Документ ▸
#####

Кеннет Уайт

 

Мне хотелось бы развить здесь некоторые положения и идеи, которые я в свое время записывал для себя, чтобы написать о том, что я тогда называл «метафизической историей России».

Термин «метафизическая» означает здесь, что изучаемая область, или поле, находится на огромном расстоянии от политической истории России, которая занимает умы уже не меньше века.

*

 

Говоря о политической истории России, нужно напомнить, что возможно самое важное было сказано Денисом Дидро еще в XVIII веке, в его комментарии к «Наказу уложенной комиссии» Екатерины II. «Наказ» императрицы был опубликован на русском языке в 1767 году, а в 1769 году – на французском. Дидро начал писать свою критику после двухлетнего пребывания в Санкт-Петербурге в качестве приглашенного гостя Екатерины, в 1774 году, и закончил эту работу в Париже в 1780. После его смерти в 1784 году, этот текст попал в Россию к Екатерине, которой Дидро уже в 1765 году завещал свою библиотеку в обмен на собственное содержание. Комментарий «Наказа» Екатерине не понравился. Оно и понятно, среди различных более или менее колких замечаний в нем можно прочесть о том, что в современном государстве нация является единственно возможным сувереном, а народ – его единственным законодателем. Не соблюдающий этот принцип, что в полной мере относилось к Екатерине, должен рассматриваться как деспот. Первым делом Дидро хочет понять, собирается ли она поддерживать этот деспотизм и оставить его после себя в наследие другим. И, наконец, ему решительно хотелось бы понять, может ли быть в России какой-нибудь другой политический строй, помимо более или менее просвещенного деспотизма; «просвещенного» значит способного обходиться без опоры на религию, которая всегда ведет нас к полному обскурантизму.

#####

Задание 1 ▸ Сообщите все строки записей, где встречается слово «tile». Каждую такую строку перепишите целиком.

Записи для упражнения ▸
#####

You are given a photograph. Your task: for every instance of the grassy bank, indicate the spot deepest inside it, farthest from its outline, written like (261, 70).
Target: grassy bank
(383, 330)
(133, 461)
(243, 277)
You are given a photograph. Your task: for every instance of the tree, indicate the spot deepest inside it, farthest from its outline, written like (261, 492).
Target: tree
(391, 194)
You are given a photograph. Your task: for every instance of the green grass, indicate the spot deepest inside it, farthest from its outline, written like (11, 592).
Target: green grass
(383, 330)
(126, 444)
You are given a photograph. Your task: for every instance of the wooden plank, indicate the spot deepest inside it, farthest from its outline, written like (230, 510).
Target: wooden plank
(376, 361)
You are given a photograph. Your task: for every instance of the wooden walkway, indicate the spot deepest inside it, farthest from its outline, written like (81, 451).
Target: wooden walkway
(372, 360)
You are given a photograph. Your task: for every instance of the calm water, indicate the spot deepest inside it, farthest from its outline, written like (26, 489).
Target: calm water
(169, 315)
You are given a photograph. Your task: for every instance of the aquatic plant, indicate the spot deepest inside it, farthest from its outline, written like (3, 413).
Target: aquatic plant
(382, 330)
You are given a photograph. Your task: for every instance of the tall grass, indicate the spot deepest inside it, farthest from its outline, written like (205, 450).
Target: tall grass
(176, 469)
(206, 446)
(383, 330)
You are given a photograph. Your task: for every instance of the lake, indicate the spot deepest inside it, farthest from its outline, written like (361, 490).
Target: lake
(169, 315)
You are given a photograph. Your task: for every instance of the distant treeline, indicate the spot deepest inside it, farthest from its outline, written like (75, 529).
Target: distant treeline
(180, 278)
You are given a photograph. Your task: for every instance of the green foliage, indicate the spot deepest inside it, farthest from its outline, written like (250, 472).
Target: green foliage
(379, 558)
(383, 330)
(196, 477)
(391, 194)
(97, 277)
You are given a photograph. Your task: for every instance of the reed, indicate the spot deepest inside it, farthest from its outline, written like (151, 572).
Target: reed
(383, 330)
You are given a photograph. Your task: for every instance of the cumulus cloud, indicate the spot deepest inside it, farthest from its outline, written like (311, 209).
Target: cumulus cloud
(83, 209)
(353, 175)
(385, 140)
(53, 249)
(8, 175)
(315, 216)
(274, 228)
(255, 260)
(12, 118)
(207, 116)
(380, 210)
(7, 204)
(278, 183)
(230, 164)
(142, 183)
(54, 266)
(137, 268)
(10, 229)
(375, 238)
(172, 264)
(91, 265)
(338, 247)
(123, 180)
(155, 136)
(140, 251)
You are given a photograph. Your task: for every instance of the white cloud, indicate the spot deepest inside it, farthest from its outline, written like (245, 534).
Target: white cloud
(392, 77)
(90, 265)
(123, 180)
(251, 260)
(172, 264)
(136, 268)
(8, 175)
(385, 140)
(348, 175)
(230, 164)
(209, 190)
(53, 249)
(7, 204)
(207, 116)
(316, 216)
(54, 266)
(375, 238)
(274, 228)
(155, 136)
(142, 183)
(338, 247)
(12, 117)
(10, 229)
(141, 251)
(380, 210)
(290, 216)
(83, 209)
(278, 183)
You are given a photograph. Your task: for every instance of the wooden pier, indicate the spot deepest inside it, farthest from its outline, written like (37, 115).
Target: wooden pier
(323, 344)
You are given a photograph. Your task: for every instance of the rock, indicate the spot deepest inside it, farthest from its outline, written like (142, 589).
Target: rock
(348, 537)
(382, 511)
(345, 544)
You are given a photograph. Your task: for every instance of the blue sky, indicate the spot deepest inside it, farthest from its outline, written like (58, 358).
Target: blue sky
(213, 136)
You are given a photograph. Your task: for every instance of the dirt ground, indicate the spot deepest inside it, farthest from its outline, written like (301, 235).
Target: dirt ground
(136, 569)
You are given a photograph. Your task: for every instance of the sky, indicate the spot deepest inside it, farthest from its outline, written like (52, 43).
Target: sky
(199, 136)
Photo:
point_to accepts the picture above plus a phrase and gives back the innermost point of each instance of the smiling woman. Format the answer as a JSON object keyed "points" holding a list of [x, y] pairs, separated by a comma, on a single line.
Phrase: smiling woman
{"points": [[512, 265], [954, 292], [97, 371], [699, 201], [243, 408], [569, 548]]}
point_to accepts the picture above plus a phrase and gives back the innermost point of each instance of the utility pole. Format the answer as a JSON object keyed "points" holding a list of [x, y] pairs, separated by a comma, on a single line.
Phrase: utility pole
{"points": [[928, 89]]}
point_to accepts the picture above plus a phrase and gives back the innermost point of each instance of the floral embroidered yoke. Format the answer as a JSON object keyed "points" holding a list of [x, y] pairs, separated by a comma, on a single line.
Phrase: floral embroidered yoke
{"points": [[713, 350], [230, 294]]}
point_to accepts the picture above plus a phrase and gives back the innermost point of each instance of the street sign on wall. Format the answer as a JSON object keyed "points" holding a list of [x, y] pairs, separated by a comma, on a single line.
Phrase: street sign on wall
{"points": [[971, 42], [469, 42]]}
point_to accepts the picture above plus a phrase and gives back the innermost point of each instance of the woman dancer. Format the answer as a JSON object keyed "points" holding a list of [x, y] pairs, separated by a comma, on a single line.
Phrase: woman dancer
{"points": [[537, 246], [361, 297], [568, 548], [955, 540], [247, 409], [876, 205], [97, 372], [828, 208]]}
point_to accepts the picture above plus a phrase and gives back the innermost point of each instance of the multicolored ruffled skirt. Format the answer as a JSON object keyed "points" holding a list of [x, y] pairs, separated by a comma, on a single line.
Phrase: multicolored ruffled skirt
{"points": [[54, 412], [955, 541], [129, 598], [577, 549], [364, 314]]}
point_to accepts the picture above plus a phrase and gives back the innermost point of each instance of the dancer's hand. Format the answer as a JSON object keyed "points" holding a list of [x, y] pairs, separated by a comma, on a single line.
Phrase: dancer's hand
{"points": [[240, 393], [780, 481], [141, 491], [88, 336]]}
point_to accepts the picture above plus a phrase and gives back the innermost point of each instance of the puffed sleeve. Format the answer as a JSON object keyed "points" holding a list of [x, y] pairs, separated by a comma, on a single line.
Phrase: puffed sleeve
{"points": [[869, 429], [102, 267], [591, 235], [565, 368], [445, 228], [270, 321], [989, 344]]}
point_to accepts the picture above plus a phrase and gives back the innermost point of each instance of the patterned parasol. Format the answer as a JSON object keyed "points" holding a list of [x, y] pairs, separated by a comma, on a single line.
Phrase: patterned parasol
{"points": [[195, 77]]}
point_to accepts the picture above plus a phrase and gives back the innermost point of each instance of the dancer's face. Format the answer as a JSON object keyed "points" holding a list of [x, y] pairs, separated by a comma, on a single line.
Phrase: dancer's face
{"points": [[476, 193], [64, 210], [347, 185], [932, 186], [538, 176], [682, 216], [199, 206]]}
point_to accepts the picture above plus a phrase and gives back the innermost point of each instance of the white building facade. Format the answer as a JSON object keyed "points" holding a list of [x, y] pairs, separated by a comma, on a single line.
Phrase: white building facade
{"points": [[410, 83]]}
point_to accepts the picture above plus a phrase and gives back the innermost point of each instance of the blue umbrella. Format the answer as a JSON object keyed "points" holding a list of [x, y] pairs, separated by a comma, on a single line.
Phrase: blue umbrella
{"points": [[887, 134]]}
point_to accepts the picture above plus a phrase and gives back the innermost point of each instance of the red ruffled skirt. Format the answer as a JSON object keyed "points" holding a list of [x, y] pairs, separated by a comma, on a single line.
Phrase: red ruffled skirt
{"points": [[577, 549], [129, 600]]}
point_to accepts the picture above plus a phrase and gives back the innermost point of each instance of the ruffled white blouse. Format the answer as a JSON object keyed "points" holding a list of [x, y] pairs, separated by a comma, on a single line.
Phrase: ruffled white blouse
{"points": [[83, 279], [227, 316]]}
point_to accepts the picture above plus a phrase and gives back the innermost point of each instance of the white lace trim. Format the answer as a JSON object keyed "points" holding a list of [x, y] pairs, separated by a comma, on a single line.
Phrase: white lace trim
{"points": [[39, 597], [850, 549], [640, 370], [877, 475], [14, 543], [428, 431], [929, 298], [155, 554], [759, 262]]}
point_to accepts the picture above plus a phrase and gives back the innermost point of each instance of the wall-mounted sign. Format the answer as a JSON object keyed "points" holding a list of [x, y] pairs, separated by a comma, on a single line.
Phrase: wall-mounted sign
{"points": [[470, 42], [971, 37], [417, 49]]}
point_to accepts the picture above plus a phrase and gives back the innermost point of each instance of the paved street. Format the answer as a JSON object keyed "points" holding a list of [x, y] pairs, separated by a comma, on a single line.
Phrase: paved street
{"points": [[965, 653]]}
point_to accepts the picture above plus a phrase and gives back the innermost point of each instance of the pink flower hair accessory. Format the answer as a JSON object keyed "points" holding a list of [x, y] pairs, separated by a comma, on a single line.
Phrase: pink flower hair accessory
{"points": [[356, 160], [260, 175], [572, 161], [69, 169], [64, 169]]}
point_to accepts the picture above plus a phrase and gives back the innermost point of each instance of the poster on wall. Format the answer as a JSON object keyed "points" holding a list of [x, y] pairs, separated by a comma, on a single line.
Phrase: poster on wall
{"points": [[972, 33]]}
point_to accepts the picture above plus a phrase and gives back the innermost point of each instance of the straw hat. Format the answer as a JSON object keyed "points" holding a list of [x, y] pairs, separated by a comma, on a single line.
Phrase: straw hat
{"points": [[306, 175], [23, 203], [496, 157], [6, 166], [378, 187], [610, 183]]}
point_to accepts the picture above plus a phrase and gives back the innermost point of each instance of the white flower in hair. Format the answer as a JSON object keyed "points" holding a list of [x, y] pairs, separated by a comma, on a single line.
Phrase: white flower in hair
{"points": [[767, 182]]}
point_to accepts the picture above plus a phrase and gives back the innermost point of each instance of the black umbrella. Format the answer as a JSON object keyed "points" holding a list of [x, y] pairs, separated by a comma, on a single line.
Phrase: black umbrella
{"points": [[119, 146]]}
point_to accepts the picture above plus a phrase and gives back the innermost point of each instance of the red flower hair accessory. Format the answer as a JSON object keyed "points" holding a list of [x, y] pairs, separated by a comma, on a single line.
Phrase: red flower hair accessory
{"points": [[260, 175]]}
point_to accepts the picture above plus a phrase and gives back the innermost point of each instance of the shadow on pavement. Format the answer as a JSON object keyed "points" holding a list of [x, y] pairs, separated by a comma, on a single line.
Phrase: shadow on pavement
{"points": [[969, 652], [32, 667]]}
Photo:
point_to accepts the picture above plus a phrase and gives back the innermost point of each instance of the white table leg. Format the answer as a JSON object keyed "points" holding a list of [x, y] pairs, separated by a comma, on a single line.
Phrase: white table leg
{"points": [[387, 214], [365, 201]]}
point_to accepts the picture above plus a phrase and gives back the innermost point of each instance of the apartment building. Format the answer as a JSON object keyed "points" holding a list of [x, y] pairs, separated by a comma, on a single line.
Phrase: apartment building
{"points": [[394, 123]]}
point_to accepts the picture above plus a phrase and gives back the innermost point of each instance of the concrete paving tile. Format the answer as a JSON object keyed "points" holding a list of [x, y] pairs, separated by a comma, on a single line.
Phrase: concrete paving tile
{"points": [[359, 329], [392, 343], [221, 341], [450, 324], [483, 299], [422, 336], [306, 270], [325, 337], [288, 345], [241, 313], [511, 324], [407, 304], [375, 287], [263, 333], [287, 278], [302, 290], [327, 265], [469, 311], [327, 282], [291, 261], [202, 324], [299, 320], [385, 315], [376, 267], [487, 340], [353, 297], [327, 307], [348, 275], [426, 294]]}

#####

Задание 2 ▸ Пожалуйста, выведите отрывок документа от слов «Кеннет Уайт» до слов «не меньше века.» без изменений.

Ответ к заданию 1 ▸
point_to accepts the picture above plus a phrase and gives back the innermost point of each instance of the concrete paving tile. Format the answer as a JSON object keyed "points" holding a list of [x, y] pairs, separated by a comma, on a single line.
Phrase: concrete paving tile

Ответ к заданию 2 ▸
Кеннет Уайт

 

Мне хотелось бы развить здесь некоторые положения и идеи, которые я в свое время записывал для себя, чтобы написать о том, что я тогда называл «метафизической историей России».

Термин «метафизическая» означает здесь, что изучаемая область, или поле, находится на огромном расстоянии от политической истории России, которая занимает умы уже не меньше века.